PASSAGE GIVEN:
---

NOOB needs help iterating spreadsheet

Noob looking for help iterating through an excel spreadsheet. I get the results I want by manually changing the row values from column A, B, and I. Please see my script below. Hoping to automate by having python check all rows in the columns. Help would be appreciated and thank you in advance!!

  • Regards Dale
from openpyxl import load_workbook

wb = load_workbook(r'C:\Users\admin\Documents\Spreadshet.xlsx')
ws1 = wb['Sheet1']  # Replace 'Sheet1' with the actual sheet name

# Example: Read values from column A, B, I and assign variables to each in Sheet1
id = ws1['A3'].value
name = ws1['B3'].value
url = ws1['I3'].value

#Get results from variable 'url'
import requests
from bs4 import BeautifulSoup
response = requests.get(url)
soup = BeautifulSoup(response.text, 'html.parser')
title = soup.title.string
truncated_title = title[:7]  # Truncate to the first 7 characters

print(id, name, truncated_title)

Are you familiar with writing loops in general?

Let’s assume for a moment that there is no built-in openpyxl functionality for this (I don’t use it, so I don’t know off-hand), and think about the problem logically.

So, we want to run a loop. The plan is that each time through the loop should handle one row of the data, correct?

Which rows do we need to handle? I assume you can think of a rule that gives you the row numbers. Do we know them in advance (a for loop), or do we keep trying and checking to see when we run out (a while loop)?

What steps does the code need to take for each row? That part of the code goes inside the loop.

If we calculate an id, name and url value at the start of the loop, is that enough information to do the rest of the work for that row? Or does anything else seem like it would need to change?

And then, we can get to the meat of it - actually calculating those values. When we write the loop, what information is going to change each time through the loop? We’ll have a row number, right? So, an integer, yes? Let’s say we are on row 5 of the loop (an integer value), and we have that number in a variable row. Given that, how would we create the string 'A5'? (The 'A' part of the string is constant.) If we do that in place of the 'A3' already in the code, then we should get the right id value for each row. Do you see why?

Finally, considering the sort of loop we chose - how do we get a row number that changes each time?

If you can answer all these questions, it should be obvious how to put the pieces together to solve the problem. If not, then you know more specifically what to ask about. Calling yourself a “noob” isn’t helpful - analyzing problems by breaking them down into pieces is.

Karl, I am grateful for your investment of time and your insightful reply - thank you!

Mind giving me a hand with this, Karl? I’m short on time and not sure how to proceed.

Which is the starting row? Is it row 3?

Which is the final row? Is it the last row of the sheet?

---

PROVIDED DATA:
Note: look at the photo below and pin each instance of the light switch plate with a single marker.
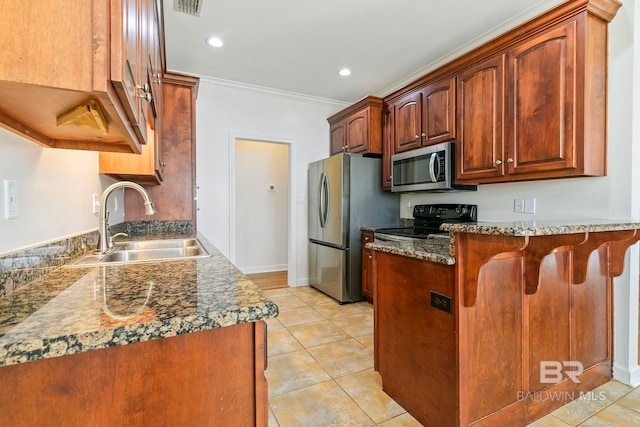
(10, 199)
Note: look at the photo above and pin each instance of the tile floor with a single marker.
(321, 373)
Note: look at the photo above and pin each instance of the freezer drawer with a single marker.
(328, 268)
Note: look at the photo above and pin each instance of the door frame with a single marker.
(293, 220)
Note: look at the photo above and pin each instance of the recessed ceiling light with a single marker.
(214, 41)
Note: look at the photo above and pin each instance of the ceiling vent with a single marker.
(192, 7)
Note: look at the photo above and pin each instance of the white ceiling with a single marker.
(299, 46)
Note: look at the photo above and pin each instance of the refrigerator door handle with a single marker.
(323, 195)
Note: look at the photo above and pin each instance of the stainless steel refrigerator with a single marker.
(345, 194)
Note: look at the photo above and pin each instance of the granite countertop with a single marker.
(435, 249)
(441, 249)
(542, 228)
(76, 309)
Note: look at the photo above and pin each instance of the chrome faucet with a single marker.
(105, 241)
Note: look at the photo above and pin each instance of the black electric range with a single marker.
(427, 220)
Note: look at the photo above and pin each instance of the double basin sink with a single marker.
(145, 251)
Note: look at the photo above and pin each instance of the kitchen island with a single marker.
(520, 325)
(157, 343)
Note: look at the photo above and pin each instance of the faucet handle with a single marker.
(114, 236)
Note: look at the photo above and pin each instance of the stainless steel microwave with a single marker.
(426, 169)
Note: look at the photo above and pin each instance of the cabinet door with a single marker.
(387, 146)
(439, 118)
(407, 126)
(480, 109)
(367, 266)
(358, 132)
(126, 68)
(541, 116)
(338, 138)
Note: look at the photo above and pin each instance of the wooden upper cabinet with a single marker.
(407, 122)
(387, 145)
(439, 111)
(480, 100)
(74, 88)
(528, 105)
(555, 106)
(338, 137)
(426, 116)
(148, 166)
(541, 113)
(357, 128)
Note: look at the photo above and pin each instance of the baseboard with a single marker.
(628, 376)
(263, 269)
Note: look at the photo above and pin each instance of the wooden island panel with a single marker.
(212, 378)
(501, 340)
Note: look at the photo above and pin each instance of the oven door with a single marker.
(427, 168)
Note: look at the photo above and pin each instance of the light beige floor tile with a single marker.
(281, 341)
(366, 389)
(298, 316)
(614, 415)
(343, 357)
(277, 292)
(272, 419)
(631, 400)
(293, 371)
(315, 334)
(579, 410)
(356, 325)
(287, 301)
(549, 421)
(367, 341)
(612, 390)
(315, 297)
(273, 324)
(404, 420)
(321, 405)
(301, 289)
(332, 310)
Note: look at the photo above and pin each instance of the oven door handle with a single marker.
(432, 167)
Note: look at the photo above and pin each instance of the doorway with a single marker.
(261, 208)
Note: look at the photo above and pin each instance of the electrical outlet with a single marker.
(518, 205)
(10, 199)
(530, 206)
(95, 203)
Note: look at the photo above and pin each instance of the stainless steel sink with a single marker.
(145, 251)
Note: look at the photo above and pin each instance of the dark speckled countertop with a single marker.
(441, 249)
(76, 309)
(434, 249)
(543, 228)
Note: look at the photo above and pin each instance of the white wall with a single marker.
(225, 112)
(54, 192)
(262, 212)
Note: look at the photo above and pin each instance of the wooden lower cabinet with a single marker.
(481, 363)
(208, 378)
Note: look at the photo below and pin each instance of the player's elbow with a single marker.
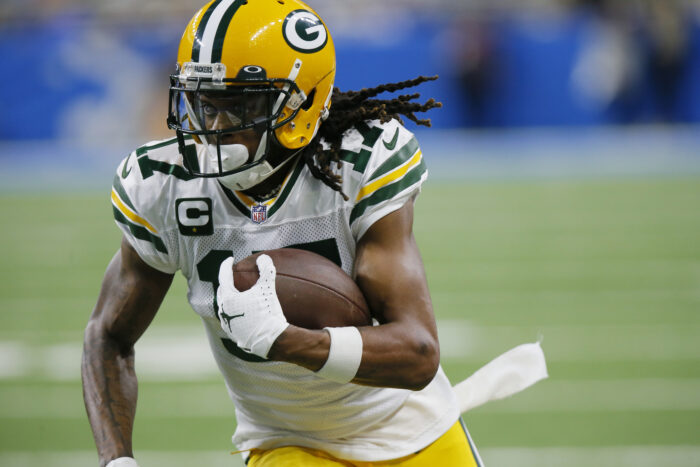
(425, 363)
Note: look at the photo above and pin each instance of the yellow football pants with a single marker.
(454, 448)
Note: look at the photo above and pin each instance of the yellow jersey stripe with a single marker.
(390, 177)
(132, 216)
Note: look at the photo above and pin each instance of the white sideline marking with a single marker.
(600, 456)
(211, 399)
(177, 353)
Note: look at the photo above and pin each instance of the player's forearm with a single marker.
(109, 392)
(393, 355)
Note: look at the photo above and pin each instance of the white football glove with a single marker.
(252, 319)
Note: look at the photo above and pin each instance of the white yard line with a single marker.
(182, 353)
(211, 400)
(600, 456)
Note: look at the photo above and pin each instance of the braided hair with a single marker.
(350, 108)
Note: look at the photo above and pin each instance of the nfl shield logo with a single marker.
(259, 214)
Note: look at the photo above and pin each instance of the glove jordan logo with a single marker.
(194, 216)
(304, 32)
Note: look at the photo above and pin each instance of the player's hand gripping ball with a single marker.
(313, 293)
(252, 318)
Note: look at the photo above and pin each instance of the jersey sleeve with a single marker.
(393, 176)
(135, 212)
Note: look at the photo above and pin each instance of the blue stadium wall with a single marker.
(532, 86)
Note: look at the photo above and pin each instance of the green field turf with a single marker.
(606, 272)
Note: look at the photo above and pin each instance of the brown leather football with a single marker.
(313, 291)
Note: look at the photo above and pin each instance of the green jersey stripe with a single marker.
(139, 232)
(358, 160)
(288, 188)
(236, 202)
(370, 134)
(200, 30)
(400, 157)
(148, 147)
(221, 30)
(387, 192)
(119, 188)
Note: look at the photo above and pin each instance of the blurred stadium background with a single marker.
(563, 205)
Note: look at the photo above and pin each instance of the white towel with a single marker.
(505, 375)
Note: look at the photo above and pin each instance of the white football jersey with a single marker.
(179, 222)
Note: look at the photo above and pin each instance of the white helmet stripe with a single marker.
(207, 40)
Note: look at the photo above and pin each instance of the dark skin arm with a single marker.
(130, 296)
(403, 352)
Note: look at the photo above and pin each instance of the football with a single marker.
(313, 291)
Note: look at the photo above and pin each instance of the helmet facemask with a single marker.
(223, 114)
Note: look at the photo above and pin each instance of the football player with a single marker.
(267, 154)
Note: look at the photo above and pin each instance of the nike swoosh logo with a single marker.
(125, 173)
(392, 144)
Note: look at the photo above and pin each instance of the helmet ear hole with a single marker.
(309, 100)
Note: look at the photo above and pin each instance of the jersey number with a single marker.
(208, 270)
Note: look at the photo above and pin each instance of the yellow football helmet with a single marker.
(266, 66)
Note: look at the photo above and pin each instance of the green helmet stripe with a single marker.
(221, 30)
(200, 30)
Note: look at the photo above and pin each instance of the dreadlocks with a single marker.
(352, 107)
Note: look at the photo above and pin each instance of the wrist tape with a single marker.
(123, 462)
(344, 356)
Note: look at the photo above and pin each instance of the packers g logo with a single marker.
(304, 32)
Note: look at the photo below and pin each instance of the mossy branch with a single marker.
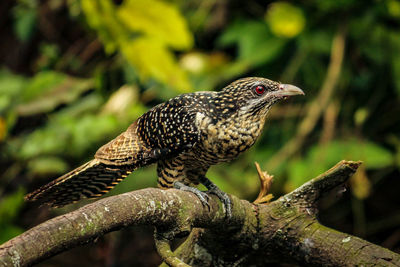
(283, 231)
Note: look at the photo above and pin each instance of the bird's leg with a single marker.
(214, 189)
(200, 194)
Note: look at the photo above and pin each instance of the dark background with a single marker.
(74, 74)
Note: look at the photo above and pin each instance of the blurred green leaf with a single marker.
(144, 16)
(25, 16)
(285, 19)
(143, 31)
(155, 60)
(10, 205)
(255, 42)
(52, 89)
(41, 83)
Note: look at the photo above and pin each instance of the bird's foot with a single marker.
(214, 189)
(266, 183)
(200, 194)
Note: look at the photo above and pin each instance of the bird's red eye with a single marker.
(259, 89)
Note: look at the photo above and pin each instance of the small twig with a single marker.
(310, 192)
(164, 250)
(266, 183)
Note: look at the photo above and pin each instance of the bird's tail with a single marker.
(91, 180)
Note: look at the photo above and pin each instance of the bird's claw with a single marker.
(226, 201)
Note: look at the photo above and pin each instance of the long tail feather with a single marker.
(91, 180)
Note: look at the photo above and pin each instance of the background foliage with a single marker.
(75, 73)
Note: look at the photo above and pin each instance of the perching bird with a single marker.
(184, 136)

---

GIVEN TASK A:
In the forum thread on iterating through an Excel spreadsheet, to how many characters does the script truncate the page title?
GIVEN TASK B:
Continue the forum thread on iterating through an Excel spreadsheet from the point where it stops.

FINAL RESULT A:
The first 7 characters.

FINAL RESULT B:
The last row of the sheet is given by ws1.max_row.

You can iterate over the rows like this:

for r in range(3, ws1.max_row + 1):
    id = ws1['A' + str(row)].value
    # etc.

Note that Python uses “open” ranges, which means that range, for example, needs to be given an ending value of ws1.max_row + 1 instead of ws1.max_row, otherwise it’ll ignore the final row.

Thanks Matthew. The starting row is 2 and last row is 1877. Would that make the range statement like this?

for r in range(2, ws1.1877 + 1):

No. ws1.1877 isn’t valid Python.

If the last row is 1877 then it would be:

for r in range(2, 1877 + 1):

or:

for r in range(2, 1878):

What is the value of ws1.max_row? If it’s 1877 then you can replace the 1877 with ws1.max_row, which will have the advantage that if, in the future, there’s a different number of rows in the sheet, you won’t have to modify the program to compensate.

It works sorta. It only prints the results for row 1653 (rows 1654 to 1877 were blank). I was expecting it to print results for each row checked. Here is the revised code:

from openpyxl import load_workbook

wb = load_workbook(r'C:\Users\admin\Documents\Sheet.xlsx')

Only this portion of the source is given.